- Objective: Set down, verbatim, the rows beginning with the line that contains "of the paved" and continuing through the last line of the rows, both ends included.

- Stored data:
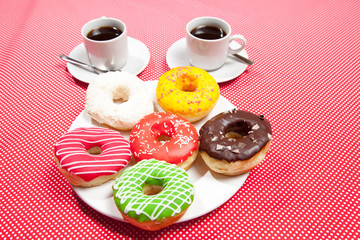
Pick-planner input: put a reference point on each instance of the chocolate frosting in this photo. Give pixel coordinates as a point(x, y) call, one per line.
point(246, 134)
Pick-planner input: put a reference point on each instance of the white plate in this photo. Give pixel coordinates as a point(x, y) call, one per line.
point(232, 68)
point(211, 189)
point(139, 57)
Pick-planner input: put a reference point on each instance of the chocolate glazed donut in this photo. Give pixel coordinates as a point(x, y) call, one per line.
point(234, 142)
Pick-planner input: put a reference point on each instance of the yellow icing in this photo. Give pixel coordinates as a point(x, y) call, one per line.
point(188, 92)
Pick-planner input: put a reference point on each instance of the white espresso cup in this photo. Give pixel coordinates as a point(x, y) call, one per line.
point(204, 51)
point(109, 54)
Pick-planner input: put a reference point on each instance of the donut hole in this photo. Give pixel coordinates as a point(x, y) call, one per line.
point(238, 130)
point(120, 95)
point(149, 189)
point(186, 83)
point(96, 150)
point(163, 131)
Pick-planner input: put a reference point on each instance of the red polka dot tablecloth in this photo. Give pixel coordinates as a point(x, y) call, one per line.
point(306, 81)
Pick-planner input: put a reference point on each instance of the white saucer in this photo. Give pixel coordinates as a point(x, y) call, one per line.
point(139, 57)
point(232, 68)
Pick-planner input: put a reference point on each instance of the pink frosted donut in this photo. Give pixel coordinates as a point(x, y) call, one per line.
point(88, 157)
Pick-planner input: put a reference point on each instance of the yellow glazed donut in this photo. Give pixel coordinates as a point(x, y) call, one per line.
point(189, 92)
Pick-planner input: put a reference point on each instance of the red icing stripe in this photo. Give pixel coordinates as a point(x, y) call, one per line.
point(71, 150)
point(144, 138)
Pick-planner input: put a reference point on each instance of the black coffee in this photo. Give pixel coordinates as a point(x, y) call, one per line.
point(104, 33)
point(208, 32)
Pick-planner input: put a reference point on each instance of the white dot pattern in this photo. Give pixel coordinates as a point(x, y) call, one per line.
point(305, 81)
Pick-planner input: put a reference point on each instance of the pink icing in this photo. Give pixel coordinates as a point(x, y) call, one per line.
point(71, 151)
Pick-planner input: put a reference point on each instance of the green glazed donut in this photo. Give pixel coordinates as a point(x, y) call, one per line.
point(175, 197)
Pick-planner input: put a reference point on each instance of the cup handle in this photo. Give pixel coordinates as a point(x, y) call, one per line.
point(243, 44)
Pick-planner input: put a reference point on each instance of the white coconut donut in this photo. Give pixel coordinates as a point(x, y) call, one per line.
point(118, 99)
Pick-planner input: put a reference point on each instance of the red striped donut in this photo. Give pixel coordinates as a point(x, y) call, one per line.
point(167, 137)
point(91, 156)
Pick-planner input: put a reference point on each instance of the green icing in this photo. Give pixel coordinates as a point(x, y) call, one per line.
point(176, 196)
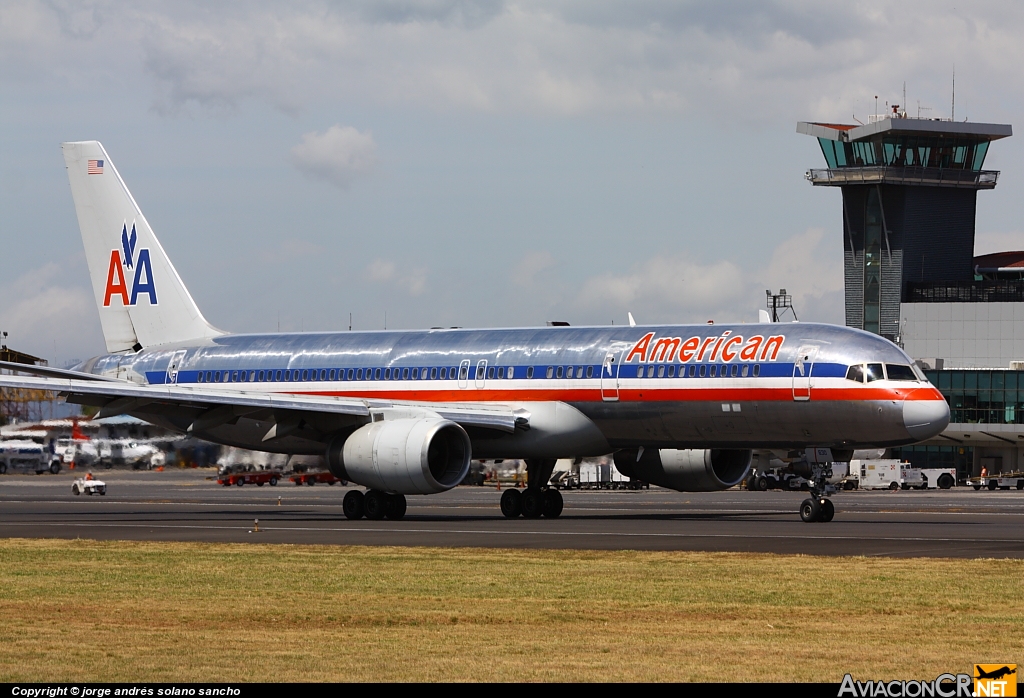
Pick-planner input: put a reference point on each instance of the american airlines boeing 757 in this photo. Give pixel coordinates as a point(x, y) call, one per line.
point(402, 412)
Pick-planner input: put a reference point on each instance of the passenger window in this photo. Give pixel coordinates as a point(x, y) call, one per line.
point(899, 372)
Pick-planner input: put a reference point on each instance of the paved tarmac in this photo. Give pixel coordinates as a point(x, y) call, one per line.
point(188, 505)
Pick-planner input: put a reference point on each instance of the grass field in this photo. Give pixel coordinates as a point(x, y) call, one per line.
point(152, 611)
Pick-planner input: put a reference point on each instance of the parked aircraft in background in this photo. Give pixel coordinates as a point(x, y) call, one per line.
point(402, 412)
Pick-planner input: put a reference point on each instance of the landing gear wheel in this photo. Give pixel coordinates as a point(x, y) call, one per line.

- Expected answer:
Pick-planner input: put a reference point on each instance of the paved tarmac in this photo. Give pixel coordinates as a point(x, y) call, one per line.
point(188, 505)
Pick-planner input: put a reference point on each instance of the grass field in this photo. Give pixel coordinates as a point(x, y) call, one per line.
point(152, 611)
Pick-planner input: put a reference point on each instance of the parked aircraft in background in this photo. Give pixel coordinates as a point(x, y) call, one per line.
point(402, 412)
Pick-planner input: put a reference point on each instance of the landing gear wheel in this photo. Give pixel coordinates as a point(x, y) call, one per line.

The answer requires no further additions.